▶ **Challenge**
List, copied in full, every line in the records below that contains the word "barn".

-------- Items

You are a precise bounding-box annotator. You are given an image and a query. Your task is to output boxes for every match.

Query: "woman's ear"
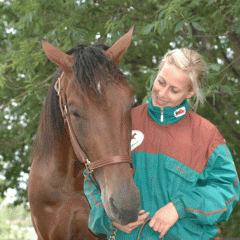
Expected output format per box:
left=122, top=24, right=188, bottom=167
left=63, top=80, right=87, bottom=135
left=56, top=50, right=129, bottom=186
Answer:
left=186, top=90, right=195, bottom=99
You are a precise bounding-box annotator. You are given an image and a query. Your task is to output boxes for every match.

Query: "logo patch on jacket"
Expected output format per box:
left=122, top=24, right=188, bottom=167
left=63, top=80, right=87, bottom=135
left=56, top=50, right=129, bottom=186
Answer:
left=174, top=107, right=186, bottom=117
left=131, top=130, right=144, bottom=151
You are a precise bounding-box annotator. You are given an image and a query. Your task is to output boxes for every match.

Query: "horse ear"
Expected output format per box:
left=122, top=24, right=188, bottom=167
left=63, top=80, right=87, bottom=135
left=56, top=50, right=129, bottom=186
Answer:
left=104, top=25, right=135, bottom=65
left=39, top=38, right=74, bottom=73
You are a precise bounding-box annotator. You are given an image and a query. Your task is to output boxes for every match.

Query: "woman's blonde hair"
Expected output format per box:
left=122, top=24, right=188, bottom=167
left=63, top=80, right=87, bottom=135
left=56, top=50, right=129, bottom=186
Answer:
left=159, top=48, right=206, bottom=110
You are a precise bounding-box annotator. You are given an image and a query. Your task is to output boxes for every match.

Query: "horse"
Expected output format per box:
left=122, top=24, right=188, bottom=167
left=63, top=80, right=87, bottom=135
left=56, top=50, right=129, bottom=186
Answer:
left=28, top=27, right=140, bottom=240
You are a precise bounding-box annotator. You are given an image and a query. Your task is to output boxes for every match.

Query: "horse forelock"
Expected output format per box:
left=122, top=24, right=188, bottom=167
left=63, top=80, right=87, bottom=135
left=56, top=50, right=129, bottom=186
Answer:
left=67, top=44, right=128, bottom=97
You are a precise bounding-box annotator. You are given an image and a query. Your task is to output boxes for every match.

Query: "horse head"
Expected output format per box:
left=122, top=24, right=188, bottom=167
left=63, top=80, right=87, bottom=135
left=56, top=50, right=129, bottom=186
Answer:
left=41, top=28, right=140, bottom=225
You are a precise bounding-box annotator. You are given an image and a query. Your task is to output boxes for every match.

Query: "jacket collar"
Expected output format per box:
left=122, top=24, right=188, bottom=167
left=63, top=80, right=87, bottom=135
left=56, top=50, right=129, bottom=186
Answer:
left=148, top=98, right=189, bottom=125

----------------
-------- Items

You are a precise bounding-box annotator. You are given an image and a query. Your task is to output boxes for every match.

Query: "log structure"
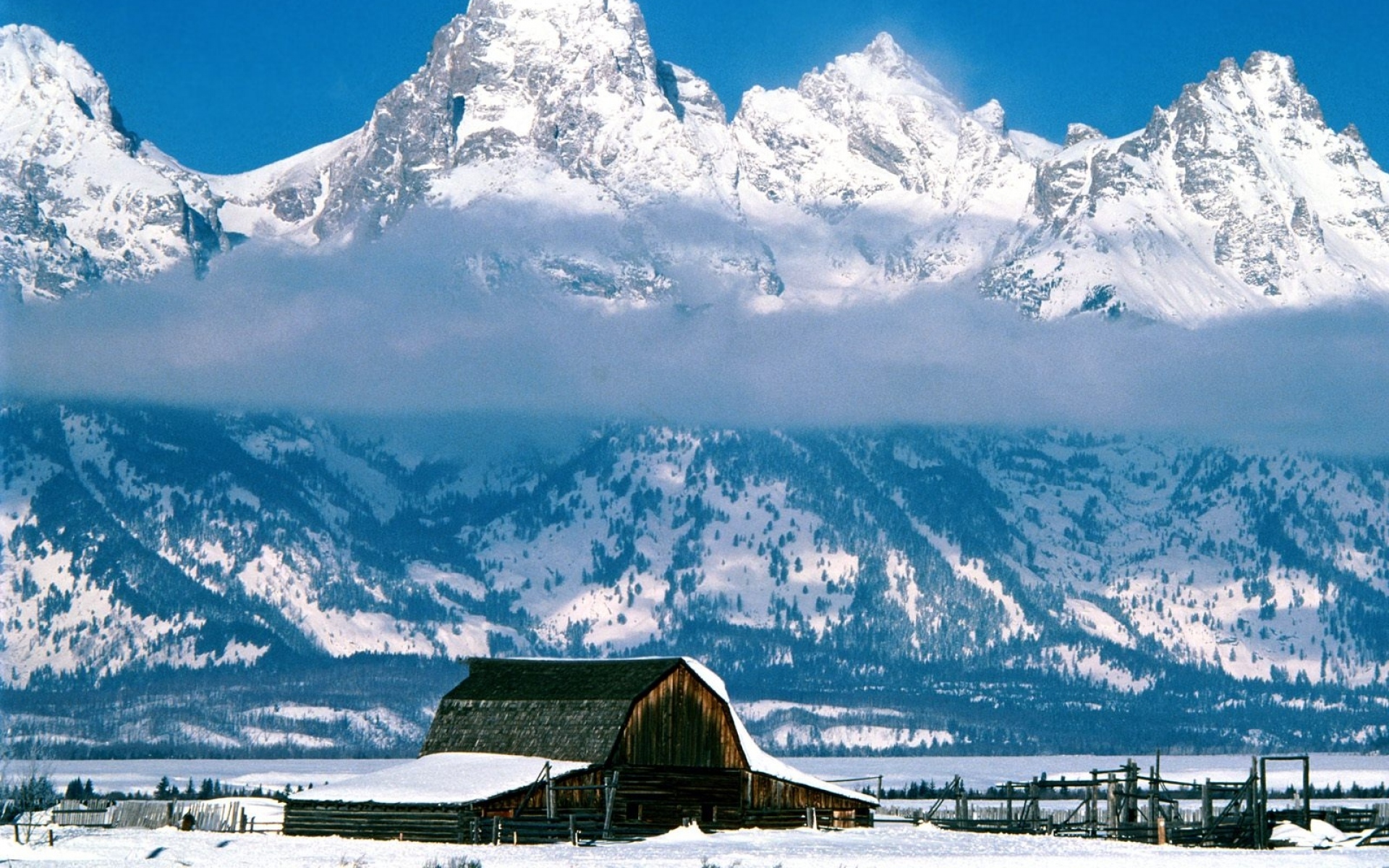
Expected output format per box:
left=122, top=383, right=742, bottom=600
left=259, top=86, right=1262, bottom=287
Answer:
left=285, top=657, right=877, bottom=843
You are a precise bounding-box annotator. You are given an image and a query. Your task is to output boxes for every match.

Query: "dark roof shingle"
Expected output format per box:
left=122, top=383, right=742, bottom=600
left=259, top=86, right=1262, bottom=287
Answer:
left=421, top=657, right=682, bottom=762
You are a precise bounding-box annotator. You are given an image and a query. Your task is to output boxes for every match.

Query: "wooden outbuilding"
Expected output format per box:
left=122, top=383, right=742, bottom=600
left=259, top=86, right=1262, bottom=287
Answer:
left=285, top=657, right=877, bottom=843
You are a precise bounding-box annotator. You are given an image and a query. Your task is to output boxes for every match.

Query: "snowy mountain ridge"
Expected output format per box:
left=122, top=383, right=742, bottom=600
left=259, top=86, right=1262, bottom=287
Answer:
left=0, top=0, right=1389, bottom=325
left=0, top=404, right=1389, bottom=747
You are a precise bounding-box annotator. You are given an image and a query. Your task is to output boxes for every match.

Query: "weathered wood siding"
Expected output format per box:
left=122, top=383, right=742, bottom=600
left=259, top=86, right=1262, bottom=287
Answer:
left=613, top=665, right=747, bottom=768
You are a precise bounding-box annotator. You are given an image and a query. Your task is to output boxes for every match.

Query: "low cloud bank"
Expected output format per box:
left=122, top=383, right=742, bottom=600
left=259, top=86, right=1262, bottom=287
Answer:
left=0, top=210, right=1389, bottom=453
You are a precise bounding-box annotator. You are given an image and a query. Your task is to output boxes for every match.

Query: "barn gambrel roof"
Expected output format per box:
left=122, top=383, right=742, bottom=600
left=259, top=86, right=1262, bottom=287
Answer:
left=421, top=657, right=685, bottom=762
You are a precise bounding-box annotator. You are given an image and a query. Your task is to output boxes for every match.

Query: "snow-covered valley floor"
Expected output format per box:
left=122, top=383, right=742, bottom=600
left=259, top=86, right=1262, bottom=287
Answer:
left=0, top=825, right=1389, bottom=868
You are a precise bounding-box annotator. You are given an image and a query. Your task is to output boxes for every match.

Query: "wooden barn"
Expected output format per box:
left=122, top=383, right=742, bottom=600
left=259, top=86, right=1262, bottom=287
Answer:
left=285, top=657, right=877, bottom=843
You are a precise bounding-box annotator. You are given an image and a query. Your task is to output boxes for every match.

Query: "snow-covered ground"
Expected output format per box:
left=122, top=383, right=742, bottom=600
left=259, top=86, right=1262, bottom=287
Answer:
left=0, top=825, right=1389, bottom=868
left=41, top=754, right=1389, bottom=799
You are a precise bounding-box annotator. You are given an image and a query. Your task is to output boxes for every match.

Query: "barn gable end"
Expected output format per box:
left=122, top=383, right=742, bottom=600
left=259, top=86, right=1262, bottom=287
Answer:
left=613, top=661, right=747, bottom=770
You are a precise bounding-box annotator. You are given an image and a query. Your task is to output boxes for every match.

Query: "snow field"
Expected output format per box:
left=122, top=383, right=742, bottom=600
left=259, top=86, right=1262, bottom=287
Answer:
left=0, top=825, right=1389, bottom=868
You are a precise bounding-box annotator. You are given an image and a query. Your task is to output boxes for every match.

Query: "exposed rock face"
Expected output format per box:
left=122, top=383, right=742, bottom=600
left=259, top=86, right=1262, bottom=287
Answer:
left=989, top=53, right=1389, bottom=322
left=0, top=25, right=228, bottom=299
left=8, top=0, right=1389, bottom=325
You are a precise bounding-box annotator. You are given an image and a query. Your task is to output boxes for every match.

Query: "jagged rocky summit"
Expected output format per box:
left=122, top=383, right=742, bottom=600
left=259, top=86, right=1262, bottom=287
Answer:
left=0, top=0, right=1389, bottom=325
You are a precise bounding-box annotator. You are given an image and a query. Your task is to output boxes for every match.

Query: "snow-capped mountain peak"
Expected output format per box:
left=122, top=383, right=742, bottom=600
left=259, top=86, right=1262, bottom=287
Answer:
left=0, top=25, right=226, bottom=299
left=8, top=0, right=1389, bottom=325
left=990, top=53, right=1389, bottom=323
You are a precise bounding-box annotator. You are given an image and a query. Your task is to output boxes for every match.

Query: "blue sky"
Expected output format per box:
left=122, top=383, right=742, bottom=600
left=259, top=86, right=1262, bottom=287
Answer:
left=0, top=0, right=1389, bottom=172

----------------

▶ **The solution**
Query: "barn gambrel roof"
Query: "wooden barn"
Query: "barn gable end"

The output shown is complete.